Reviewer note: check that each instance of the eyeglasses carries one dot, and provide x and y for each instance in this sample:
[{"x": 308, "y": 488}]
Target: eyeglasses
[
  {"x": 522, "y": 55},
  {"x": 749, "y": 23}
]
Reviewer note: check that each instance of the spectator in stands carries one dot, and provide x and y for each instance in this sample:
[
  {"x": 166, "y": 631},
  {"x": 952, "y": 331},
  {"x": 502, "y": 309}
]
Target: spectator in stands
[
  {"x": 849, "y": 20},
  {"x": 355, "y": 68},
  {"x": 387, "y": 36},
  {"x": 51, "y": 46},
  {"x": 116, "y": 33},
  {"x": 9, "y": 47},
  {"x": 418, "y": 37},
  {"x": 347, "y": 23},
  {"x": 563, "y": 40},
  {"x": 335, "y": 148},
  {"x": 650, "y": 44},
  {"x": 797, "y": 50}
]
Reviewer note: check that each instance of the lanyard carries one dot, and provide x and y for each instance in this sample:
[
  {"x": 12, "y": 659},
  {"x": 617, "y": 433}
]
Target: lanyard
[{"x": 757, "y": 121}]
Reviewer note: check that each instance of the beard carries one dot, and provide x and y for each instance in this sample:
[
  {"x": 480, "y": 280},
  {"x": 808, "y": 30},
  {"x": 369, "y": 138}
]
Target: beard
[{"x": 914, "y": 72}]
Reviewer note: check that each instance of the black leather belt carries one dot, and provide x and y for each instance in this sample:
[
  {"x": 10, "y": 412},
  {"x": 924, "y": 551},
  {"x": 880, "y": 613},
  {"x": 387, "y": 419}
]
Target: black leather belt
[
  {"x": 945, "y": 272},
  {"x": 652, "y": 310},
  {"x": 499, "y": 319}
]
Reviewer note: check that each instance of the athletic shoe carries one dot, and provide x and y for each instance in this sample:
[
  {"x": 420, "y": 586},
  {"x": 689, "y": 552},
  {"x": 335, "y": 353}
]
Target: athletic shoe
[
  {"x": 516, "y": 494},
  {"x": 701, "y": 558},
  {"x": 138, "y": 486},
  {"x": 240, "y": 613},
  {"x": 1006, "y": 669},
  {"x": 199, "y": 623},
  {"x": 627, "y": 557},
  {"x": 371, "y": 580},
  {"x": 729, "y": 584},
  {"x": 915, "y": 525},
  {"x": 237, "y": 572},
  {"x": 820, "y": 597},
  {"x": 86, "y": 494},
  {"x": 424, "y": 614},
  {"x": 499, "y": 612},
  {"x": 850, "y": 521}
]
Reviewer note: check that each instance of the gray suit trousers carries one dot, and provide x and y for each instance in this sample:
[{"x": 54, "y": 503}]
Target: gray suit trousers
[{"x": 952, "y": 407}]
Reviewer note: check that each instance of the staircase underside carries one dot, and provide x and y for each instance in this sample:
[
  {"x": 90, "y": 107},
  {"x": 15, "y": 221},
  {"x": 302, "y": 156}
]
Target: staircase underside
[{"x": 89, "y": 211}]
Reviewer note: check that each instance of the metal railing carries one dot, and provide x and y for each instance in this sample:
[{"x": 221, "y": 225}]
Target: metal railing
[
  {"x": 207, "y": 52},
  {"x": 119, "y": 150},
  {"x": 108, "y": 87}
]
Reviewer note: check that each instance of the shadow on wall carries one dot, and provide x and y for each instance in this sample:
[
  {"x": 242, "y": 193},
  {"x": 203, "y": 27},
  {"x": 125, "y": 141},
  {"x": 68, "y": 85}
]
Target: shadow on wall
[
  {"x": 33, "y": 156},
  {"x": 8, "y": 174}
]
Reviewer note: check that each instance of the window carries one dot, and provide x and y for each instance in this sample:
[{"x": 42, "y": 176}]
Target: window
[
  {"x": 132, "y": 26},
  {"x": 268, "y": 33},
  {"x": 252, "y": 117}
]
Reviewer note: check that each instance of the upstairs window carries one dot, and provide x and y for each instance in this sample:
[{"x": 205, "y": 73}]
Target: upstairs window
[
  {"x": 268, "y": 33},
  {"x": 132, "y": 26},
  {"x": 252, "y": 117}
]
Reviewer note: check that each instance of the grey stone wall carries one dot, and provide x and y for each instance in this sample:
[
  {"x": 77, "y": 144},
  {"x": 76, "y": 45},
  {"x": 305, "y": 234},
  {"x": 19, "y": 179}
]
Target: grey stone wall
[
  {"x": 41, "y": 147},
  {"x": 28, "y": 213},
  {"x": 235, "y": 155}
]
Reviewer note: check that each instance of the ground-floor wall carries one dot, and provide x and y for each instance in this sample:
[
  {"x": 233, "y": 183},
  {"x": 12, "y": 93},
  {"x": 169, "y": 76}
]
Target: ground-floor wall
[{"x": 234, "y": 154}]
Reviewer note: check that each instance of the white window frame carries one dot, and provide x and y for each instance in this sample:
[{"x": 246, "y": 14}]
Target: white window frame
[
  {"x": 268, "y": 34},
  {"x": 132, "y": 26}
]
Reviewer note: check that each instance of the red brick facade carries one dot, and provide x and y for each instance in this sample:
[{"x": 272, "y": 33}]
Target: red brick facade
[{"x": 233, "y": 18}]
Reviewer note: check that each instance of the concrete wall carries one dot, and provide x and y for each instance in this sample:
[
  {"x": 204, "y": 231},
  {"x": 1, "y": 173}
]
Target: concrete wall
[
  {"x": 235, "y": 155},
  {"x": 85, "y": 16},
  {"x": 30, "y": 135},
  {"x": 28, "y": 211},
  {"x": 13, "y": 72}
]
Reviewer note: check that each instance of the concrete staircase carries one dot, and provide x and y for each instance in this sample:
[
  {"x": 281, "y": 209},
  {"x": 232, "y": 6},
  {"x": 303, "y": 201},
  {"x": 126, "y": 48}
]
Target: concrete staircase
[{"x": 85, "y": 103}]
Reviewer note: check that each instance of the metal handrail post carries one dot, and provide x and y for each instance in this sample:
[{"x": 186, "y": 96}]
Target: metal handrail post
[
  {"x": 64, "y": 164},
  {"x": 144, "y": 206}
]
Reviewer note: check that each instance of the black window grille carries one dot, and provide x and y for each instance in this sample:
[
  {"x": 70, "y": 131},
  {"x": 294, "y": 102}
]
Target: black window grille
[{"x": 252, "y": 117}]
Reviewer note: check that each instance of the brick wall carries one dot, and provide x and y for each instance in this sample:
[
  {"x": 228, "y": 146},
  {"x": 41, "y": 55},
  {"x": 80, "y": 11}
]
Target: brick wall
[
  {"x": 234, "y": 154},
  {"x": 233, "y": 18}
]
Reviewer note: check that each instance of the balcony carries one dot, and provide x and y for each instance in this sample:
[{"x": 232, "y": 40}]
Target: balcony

• [Your objective]
Extract all the material, leaving every line as it is.

• [Answer to the problem]
Reviewer note: check that each instance of the eyeglasses carries one dot, and provide x and y for each instance in this sample:
[{"x": 308, "y": 488}]
Target: eyeglasses
[
  {"x": 522, "y": 55},
  {"x": 749, "y": 23}
]
Reviewer note: check that each instance of the spectator in stands carries one dot, and provide x and y for each instance in this sample:
[
  {"x": 166, "y": 631},
  {"x": 952, "y": 331},
  {"x": 502, "y": 309}
]
Target: spectator in stands
[
  {"x": 849, "y": 20},
  {"x": 355, "y": 68},
  {"x": 387, "y": 36},
  {"x": 51, "y": 46},
  {"x": 116, "y": 33},
  {"x": 9, "y": 47},
  {"x": 418, "y": 37},
  {"x": 347, "y": 23},
  {"x": 563, "y": 40},
  {"x": 335, "y": 148},
  {"x": 650, "y": 44},
  {"x": 797, "y": 50}
]
Reviewer note: check that each instance of the lanyard carries one dot, and provide x and y for each instance in this sample:
[
  {"x": 12, "y": 659},
  {"x": 617, "y": 433}
]
Target: lanyard
[{"x": 757, "y": 121}]
Reviewer note: check that each instance of the beard carries one dot, and provide x and y for each instance in this sample:
[
  {"x": 480, "y": 280},
  {"x": 808, "y": 30},
  {"x": 369, "y": 138}
]
Target: beard
[{"x": 914, "y": 72}]
Reviewer note: check that each instance of the black leather belt carries one dot, and provide x and y for each instance in this sample:
[
  {"x": 10, "y": 412},
  {"x": 924, "y": 551},
  {"x": 880, "y": 613},
  {"x": 387, "y": 419}
]
Target: black leather belt
[
  {"x": 945, "y": 272},
  {"x": 652, "y": 310},
  {"x": 499, "y": 319}
]
Reviewer note: check that each instance of the athletic shoe carries one dot, and provide x and y for each instance in this sample:
[
  {"x": 420, "y": 586},
  {"x": 689, "y": 552},
  {"x": 335, "y": 353}
]
Target: athletic shoe
[
  {"x": 516, "y": 494},
  {"x": 701, "y": 558},
  {"x": 138, "y": 486},
  {"x": 240, "y": 613},
  {"x": 1006, "y": 669},
  {"x": 199, "y": 623},
  {"x": 627, "y": 557},
  {"x": 371, "y": 580},
  {"x": 729, "y": 584},
  {"x": 915, "y": 525},
  {"x": 237, "y": 572},
  {"x": 820, "y": 597},
  {"x": 86, "y": 494},
  {"x": 424, "y": 614},
  {"x": 499, "y": 612},
  {"x": 850, "y": 521}
]
Reviewer note: check that each instance of the gray suit trousers carries one dot, and provide x and y for each instance in this sample:
[{"x": 54, "y": 503}]
Target: gray suit trousers
[{"x": 952, "y": 407}]
Reviewer note: check that each instance of the staircase underside carries one dot, and provide x and y for each instance in this sample:
[
  {"x": 90, "y": 107},
  {"x": 15, "y": 221},
  {"x": 302, "y": 156}
]
Target: staircase underside
[{"x": 89, "y": 211}]
Reviewer note: check that each instance of the metal railing carries one dot, and provide x and y for each instance in this sample:
[{"x": 221, "y": 225}]
Target: metal railing
[
  {"x": 207, "y": 52},
  {"x": 119, "y": 150},
  {"x": 108, "y": 87}
]
Reviewer note: check that each instance of the shadow on wall carries one dot, and provide x and y for each instance in this sample:
[
  {"x": 242, "y": 193},
  {"x": 203, "y": 27},
  {"x": 125, "y": 141},
  {"x": 68, "y": 85}
]
Target: shadow on wall
[
  {"x": 33, "y": 156},
  {"x": 8, "y": 174}
]
Reviewer note: check that each instance of the window carries one dot, and provide x and y for each instance in this sample:
[{"x": 42, "y": 176}]
Target: window
[
  {"x": 132, "y": 26},
  {"x": 268, "y": 33},
  {"x": 252, "y": 117}
]
Reviewer note: check that each instance of the upstairs window carries one dot, and provide x and y for each instance in this sample:
[{"x": 205, "y": 73}]
Target: upstairs window
[
  {"x": 268, "y": 33},
  {"x": 132, "y": 26},
  {"x": 252, "y": 117}
]
Reviewer note: check that each instance of the grey stone wall carries one dot, and provide x and y for each instance in this sample:
[
  {"x": 77, "y": 144},
  {"x": 76, "y": 45},
  {"x": 305, "y": 234},
  {"x": 19, "y": 179}
]
Target: grey stone wall
[
  {"x": 41, "y": 147},
  {"x": 28, "y": 213},
  {"x": 235, "y": 155}
]
Reviewer note: check that each instance of the ground-floor wall carries one dot, and provide x and y for each instance in this sample:
[
  {"x": 233, "y": 183},
  {"x": 12, "y": 93},
  {"x": 169, "y": 76}
]
Target: ground-floor wall
[{"x": 234, "y": 154}]
Reviewer note: check that each instance of the white window frame carries one dot, and provide x and y for each instance in this sample:
[{"x": 246, "y": 14}]
Target: white window frame
[
  {"x": 268, "y": 34},
  {"x": 132, "y": 26}
]
Reviewer note: check that each instance of the red brick facade carries one dot, and provide x and y for each instance in this sample:
[{"x": 272, "y": 33}]
Target: red brick facade
[{"x": 233, "y": 18}]
Reviewer note: check that each instance of the concrete wall carries one dot, and provide x and y for each instance in this sample:
[
  {"x": 204, "y": 231},
  {"x": 1, "y": 173}
]
Target: concrete wall
[
  {"x": 235, "y": 155},
  {"x": 85, "y": 16},
  {"x": 30, "y": 135},
  {"x": 28, "y": 211},
  {"x": 13, "y": 72}
]
Reviewer note: check that each instance of the concrete staircase carries one dot, and provide x and y for each instance in this sample:
[
  {"x": 281, "y": 209},
  {"x": 232, "y": 6},
  {"x": 303, "y": 201},
  {"x": 126, "y": 48}
]
Target: concrete staircase
[{"x": 85, "y": 103}]
Reviewer note: check that each instance of the metal handrail post carries one dot, and provide x and y for each instance in this sample:
[{"x": 186, "y": 96}]
Target: metal handrail post
[
  {"x": 64, "y": 164},
  {"x": 144, "y": 206}
]
Reviewer note: check that each instance of the black window grille carries one dot, and provide x and y for each instance in this sample:
[
  {"x": 70, "y": 131},
  {"x": 294, "y": 102}
]
Target: black window grille
[{"x": 252, "y": 117}]
Reviewer note: check that each instance of the brick wall carries one dot, and provide x and y for each instance in this sample:
[
  {"x": 228, "y": 146},
  {"x": 41, "y": 55},
  {"x": 80, "y": 11}
]
Target: brick wall
[
  {"x": 234, "y": 154},
  {"x": 233, "y": 18}
]
Reviewer note: check that each instance of the balcony carries one dot, and provide x and y for each instance in this sample:
[{"x": 232, "y": 40}]
Target: balcony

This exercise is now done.